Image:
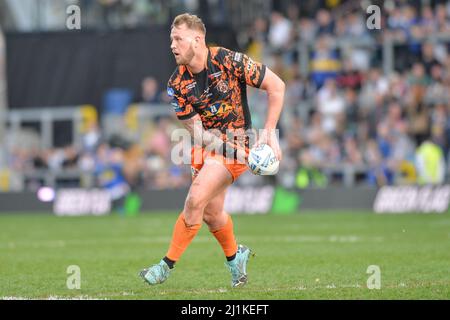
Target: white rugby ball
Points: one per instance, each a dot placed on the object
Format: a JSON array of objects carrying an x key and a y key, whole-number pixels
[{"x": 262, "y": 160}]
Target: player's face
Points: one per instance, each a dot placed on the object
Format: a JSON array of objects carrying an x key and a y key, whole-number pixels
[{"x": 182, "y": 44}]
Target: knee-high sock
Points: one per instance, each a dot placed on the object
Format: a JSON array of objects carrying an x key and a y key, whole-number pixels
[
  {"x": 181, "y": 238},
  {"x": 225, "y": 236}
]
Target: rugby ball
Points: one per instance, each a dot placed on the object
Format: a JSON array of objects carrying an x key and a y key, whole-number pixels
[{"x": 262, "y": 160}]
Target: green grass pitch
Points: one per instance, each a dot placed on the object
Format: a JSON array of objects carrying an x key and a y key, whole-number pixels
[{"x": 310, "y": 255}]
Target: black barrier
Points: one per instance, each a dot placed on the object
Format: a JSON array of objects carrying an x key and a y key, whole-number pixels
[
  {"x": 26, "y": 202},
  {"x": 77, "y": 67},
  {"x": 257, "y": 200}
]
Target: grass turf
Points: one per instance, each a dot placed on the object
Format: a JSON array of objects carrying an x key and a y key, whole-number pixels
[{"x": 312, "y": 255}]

=== WHAT YOU ARE ASKED TO DO ===
Whenever a line in the entries above includes the word "ball", pull that line out.

=== EXERCISE ANSWER ===
Target: white rugby ball
Target: rugby ball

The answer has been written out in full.